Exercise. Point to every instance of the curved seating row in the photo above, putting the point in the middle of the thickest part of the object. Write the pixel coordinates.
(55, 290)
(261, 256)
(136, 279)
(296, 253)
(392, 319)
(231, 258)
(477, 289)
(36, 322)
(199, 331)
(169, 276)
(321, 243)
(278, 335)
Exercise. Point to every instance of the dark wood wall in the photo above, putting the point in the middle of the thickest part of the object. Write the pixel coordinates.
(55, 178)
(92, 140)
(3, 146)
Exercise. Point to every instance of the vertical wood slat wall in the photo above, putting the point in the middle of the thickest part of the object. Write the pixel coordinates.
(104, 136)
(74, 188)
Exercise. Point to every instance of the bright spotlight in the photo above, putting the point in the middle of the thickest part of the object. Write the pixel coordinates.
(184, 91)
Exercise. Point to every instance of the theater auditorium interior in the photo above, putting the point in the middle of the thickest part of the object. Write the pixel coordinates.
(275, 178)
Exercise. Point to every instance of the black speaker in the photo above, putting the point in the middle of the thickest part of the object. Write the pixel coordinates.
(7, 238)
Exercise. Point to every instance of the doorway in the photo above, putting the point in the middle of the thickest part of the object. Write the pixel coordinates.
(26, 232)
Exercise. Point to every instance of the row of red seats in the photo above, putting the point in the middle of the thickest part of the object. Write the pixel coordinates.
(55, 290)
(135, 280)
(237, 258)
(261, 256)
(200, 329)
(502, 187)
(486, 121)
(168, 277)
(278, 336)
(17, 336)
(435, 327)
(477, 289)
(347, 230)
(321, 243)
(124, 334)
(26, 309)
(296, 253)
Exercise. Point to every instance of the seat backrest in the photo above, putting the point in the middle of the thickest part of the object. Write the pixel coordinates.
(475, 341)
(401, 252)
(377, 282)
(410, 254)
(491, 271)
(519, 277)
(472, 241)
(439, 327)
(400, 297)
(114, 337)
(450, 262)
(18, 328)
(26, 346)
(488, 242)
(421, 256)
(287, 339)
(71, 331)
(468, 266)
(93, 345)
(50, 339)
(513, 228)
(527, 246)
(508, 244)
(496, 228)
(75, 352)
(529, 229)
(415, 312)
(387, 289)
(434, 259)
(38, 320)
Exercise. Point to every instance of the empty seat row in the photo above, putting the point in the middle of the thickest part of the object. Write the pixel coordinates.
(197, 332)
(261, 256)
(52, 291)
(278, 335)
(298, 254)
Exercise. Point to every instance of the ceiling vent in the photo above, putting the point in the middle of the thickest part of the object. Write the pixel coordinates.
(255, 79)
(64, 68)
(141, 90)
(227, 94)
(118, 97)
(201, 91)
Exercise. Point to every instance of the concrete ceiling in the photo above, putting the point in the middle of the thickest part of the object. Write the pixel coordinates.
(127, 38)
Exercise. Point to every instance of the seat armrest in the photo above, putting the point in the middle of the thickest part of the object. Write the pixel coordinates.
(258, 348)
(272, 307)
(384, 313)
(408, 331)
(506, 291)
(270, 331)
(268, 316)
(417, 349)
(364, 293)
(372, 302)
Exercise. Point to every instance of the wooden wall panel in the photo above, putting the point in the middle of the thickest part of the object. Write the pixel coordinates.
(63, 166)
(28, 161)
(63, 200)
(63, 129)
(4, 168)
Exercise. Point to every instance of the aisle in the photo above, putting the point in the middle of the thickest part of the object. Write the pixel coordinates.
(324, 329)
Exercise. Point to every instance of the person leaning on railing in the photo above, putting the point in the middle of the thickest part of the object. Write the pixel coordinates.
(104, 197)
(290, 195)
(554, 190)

────────────────────────────────────────

What is required: Would you please write out the entries again exactly?

Written solution:
Exercise. Point to every instance of the curved seating row in the photo above, putting the point in the middle of the thickest part of the object. Write the pixel coordinates.
(55, 290)
(261, 256)
(136, 279)
(296, 253)
(392, 319)
(231, 258)
(477, 289)
(36, 322)
(199, 331)
(169, 276)
(321, 243)
(278, 335)
Exercise. Point to every instance of the dark wood wall in the photo above, putting the point in the middle of the thickest part of the object. Write the pixel coordinates.
(55, 178)
(92, 140)
(3, 146)
Exercise. Point to every instance of the vertical wood slat wall in the photo above, putting the point in the middle of the thickest part of the object. Write the pixel coordinates.
(104, 136)
(74, 188)
Exercise. Point to every instance of the bright spotlight in the photo above, putting the point in the middle of the thickest part of the object. Write the pixel coordinates.
(184, 91)
Exercise. Point to every instance of the theater auditorium interior in the photo above, putting the point in the middle of the thickest part of the object. Write the pixel coordinates.
(275, 178)
Exercise. Point to every instance of the black speaker in the photo above, putting the point in the middle of the thickest part of the object. Write the pixel coordinates.
(7, 238)
Exercise. Point to every instance of the doorway in the photo above, putting the point in the middle of the thickest part of the object. Write the pixel coordinates.
(26, 232)
Exercise. Point to every instance of the row of red seats in the photo above, putting the point in the middle of the thickest part of the object. Write the pixel coordinates.
(55, 290)
(135, 280)
(237, 258)
(261, 256)
(200, 329)
(502, 187)
(486, 121)
(168, 277)
(278, 336)
(17, 336)
(435, 327)
(477, 289)
(347, 230)
(321, 243)
(124, 334)
(26, 309)
(296, 253)
Exercise. Point to every instance of the seat backrest in the photo above, putting the point in the middle of the thickest part of the object. Write the pixel coordinates.
(475, 341)
(401, 252)
(377, 282)
(410, 254)
(491, 271)
(519, 277)
(472, 241)
(439, 327)
(400, 297)
(114, 337)
(450, 262)
(18, 328)
(26, 346)
(488, 242)
(421, 256)
(287, 339)
(71, 331)
(468, 266)
(93, 345)
(50, 339)
(513, 228)
(527, 246)
(508, 244)
(496, 228)
(75, 352)
(529, 229)
(415, 312)
(387, 289)
(434, 259)
(38, 320)
Exercise. Point to every instance of the empty seat row in the photo above, putting the point in the middle of the thickest part of the object. Write the pixel coordinates.
(197, 332)
(261, 256)
(52, 291)
(278, 335)
(298, 254)
Exercise. Point to every instance of the ceiling vent in the photo above, putting the point in the middle of the thickest part of the object. Write the pixel coordinates.
(255, 79)
(64, 68)
(141, 90)
(227, 94)
(118, 97)
(201, 91)
Exercise. Point to every instance of the concrete ceiling in the photo above, putting the point in the middle of the thickest part of the object. Write the pixel coordinates.
(127, 38)
Exercise. Point to every instance of the seat armrest in the photo above, putting the point in the middle of the thickest part of the object. Write the pixel coordinates.
(258, 348)
(272, 307)
(384, 313)
(408, 331)
(506, 291)
(270, 331)
(268, 316)
(417, 349)
(364, 293)
(372, 302)
Exercise. Point to every instance of the wooden wall panel in the photo above, putting the point in the middle of the thickest part of the object. Write the pixel coordinates.
(63, 166)
(28, 161)
(63, 200)
(63, 129)
(4, 168)
Exercise. Point to every instance of the aisle in the photo above, putting the point in the middle of the thickest part of the object. Write the pixel coordinates.
(324, 329)
Exercise. Point to every instance of the person leaning on railing in the photo above, putting the point in the middle of the thickest part of the object. Write the pixel coordinates.
(104, 197)
(290, 195)
(554, 190)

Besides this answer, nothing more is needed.